== DIRECTIONS FOR THIS TASK ==
Report each line of the data that has "clicks" somewhere in it.

== DATASET EXTRACT ==
....................
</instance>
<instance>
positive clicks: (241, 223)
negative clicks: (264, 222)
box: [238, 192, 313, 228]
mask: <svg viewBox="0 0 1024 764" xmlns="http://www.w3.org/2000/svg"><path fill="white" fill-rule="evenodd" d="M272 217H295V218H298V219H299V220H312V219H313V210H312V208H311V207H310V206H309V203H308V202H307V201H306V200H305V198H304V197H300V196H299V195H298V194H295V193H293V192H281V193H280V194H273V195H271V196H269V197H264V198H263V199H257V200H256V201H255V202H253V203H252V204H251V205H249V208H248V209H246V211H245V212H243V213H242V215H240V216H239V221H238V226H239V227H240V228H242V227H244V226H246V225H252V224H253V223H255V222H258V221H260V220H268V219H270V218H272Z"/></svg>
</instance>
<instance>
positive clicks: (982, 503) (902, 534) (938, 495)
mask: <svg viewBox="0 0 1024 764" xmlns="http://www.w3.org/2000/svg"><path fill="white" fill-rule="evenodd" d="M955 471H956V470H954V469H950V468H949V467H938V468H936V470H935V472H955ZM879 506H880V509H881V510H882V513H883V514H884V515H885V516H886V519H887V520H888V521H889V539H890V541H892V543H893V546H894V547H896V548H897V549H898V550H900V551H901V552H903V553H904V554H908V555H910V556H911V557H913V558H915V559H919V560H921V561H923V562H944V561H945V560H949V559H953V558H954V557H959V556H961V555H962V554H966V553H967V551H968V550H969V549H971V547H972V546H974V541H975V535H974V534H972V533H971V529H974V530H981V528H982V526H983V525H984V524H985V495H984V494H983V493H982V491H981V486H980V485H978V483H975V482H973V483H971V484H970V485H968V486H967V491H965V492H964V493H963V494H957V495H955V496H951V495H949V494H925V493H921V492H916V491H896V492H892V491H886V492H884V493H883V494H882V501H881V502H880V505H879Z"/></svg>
....................
== RESULT OF THIS TASK ==
positive clicks: (241, 223)
negative clicks: (264, 222)
positive clicks: (982, 503) (902, 534) (938, 495)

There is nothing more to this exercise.